**WHAT YOU HAVE TO DO**. Reproduce the data below word for word, starting at the line that contains "the wooden rocking", including that line, and ending with the final line of the data.
======== DATASET RECORDS ========
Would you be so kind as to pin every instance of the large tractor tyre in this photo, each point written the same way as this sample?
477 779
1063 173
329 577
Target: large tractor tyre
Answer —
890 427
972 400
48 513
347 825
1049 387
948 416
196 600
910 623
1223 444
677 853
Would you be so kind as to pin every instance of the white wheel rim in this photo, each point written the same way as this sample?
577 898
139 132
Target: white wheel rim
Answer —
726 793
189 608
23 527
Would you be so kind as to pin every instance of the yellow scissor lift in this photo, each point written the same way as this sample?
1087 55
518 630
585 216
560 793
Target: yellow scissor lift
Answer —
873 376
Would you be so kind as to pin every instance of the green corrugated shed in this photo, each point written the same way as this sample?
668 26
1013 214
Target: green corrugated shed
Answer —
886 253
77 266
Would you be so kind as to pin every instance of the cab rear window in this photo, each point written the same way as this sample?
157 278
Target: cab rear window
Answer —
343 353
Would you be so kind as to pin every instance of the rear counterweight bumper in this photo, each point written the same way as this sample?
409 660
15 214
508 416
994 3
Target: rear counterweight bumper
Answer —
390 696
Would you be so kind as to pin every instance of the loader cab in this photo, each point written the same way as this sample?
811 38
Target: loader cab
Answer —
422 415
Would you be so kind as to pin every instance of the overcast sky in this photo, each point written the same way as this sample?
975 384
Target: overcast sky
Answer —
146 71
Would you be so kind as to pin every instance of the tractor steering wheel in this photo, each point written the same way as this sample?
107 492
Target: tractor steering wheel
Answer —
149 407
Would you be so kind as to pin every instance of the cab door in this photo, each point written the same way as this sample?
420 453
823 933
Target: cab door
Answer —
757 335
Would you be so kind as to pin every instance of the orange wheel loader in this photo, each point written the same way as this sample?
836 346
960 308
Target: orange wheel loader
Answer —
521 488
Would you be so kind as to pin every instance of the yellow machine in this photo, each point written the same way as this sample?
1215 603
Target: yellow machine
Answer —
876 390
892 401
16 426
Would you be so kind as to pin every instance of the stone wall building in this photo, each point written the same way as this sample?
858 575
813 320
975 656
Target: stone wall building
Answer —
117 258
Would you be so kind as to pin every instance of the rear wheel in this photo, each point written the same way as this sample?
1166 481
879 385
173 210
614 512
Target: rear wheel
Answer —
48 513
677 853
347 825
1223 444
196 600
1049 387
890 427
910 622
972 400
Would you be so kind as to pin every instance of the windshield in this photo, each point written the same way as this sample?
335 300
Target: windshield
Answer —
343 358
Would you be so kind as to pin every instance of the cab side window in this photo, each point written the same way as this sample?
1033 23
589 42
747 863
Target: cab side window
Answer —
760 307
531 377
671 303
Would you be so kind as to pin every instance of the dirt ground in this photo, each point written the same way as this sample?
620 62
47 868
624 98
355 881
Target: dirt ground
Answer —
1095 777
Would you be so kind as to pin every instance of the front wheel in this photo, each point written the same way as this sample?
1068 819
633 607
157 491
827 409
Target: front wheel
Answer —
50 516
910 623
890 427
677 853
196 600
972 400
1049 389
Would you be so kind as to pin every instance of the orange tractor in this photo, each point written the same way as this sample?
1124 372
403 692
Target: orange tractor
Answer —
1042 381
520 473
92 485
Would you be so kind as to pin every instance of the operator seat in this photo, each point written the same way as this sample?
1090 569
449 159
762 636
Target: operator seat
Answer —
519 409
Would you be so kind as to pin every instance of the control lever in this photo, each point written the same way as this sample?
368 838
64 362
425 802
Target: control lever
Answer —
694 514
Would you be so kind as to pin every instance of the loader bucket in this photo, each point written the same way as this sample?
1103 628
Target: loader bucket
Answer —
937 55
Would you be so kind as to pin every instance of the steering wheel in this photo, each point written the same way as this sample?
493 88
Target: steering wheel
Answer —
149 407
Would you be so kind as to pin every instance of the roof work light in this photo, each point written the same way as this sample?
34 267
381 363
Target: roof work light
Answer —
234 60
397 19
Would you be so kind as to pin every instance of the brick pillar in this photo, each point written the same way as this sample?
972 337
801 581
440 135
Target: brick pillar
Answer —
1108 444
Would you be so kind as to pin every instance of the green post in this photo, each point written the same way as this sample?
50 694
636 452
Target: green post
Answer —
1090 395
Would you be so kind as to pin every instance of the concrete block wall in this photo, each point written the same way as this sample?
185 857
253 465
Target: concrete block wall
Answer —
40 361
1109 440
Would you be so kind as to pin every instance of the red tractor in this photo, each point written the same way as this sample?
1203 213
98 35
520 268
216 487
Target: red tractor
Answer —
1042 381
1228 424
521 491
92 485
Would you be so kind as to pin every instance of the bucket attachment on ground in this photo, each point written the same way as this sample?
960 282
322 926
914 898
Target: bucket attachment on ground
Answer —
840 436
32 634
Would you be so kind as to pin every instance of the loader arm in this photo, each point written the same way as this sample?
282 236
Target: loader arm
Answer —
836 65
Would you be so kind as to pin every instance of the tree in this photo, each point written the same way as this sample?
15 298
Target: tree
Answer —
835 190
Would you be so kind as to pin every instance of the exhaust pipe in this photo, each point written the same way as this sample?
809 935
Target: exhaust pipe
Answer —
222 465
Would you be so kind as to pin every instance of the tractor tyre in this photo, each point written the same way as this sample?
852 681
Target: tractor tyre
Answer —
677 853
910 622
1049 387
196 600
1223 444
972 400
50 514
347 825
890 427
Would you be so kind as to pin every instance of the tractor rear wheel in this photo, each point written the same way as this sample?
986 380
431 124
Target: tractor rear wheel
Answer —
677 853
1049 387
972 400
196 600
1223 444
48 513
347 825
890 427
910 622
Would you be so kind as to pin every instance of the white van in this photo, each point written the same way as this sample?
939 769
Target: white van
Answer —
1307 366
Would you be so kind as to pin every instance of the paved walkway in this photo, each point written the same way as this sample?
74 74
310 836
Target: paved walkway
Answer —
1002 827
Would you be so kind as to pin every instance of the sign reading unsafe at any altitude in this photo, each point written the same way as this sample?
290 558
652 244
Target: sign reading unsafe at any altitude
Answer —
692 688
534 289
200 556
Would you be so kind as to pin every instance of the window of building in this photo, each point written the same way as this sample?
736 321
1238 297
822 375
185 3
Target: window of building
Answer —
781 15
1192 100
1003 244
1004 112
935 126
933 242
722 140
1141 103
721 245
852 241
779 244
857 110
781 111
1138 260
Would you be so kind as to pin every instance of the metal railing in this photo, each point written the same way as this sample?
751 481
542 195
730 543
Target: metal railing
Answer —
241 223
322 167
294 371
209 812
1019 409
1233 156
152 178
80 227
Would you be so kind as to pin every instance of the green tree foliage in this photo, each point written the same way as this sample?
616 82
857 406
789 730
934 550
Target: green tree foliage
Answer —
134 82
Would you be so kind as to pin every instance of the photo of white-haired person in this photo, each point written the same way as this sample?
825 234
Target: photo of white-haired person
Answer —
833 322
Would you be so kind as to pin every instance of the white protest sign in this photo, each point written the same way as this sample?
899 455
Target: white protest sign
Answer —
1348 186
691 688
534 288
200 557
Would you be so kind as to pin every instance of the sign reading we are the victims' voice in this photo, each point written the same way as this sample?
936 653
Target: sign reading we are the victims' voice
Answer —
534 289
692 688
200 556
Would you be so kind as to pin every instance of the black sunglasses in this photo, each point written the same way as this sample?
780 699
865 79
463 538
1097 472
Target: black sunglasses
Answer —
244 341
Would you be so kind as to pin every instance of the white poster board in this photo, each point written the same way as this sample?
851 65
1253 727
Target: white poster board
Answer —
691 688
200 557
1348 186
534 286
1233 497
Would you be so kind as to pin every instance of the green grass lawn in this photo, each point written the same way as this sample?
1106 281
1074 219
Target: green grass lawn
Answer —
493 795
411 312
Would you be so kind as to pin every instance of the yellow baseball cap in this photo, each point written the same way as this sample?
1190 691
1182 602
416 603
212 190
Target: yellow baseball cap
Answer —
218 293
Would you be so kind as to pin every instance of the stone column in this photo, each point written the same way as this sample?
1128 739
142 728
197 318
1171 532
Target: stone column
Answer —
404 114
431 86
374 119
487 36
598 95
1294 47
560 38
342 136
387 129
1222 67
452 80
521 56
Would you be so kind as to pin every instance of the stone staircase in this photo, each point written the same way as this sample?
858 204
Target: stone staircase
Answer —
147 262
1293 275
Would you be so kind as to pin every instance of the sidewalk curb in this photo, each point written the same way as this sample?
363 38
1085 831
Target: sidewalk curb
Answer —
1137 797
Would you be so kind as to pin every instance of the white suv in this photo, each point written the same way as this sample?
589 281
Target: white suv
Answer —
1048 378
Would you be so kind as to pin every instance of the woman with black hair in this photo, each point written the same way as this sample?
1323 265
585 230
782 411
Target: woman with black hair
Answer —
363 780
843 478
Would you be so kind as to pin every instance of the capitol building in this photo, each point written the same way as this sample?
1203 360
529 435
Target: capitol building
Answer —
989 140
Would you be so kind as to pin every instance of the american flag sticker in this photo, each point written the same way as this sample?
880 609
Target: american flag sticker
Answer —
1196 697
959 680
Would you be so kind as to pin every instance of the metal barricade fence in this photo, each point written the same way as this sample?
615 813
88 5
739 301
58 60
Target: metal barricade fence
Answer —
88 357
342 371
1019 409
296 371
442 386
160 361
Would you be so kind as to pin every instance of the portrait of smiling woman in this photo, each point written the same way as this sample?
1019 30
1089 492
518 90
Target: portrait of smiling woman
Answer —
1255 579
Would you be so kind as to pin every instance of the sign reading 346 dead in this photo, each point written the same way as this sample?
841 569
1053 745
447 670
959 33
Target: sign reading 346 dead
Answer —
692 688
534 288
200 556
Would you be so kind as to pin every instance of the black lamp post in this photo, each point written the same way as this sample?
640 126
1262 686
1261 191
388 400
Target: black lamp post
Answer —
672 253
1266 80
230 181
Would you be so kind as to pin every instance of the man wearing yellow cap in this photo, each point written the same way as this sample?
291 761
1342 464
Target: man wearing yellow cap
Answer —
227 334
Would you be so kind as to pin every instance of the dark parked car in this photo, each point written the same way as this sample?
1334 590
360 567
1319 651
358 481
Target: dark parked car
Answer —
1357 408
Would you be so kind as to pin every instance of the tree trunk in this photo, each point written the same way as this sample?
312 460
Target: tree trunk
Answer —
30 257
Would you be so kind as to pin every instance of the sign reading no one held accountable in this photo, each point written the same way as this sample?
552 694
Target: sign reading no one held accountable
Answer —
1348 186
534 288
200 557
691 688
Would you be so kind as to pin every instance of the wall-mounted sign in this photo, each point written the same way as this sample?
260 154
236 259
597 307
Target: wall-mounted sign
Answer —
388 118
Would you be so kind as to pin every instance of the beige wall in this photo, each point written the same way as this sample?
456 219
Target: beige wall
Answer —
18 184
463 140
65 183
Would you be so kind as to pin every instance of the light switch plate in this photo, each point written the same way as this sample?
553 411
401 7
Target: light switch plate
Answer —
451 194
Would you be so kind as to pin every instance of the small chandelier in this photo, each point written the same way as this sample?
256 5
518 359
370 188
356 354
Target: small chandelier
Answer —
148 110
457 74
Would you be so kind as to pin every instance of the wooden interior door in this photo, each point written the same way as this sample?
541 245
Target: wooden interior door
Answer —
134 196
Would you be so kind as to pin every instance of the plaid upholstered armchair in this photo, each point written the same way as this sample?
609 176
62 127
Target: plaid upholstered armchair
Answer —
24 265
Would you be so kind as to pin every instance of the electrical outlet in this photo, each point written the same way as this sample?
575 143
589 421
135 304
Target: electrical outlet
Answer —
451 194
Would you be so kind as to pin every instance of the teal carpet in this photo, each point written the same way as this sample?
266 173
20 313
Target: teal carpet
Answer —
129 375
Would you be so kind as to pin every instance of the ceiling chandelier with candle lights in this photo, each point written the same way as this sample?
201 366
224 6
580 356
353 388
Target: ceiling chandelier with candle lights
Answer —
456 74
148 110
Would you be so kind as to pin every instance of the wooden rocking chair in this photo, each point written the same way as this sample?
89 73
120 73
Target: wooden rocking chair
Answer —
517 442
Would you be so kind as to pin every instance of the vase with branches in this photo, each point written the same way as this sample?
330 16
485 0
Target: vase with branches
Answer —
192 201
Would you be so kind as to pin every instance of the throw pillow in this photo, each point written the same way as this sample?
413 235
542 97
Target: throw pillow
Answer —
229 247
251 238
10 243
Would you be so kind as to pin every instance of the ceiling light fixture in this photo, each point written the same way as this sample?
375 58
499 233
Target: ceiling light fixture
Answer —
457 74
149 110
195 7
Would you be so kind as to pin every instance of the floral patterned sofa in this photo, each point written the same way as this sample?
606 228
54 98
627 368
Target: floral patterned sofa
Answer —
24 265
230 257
========
**RESPONSE**.
Would you be so kind as to pin every instance of the wooden rocking chair in this photo, each point written the same way as this sample?
89 73
120 73
Target: wooden rocking chair
Answer —
517 442
Would you be so kind as to pin every instance of the vase with branches in this photo, each point written the same way as this sample?
330 16
485 0
Target: vase with branches
Answer —
192 201
Would you be so kind as to pin every instance of the throw pillow in this photo, each point written the same way as this sample?
413 235
542 97
Target: throw pillow
Answer —
229 247
251 238
10 243
Would you be so kind as to pin every instance of the ceiling light fixture in this photo, each point written the same way as this sample?
375 58
499 233
Target: ceiling light fixture
Answer —
457 74
149 110
195 7
Would you be so kind as to pin every instance of the floral patterned sofa in this photo, each point written the same way as this sample?
606 228
54 98
627 368
Target: floral patterned sofa
Answer —
24 265
230 257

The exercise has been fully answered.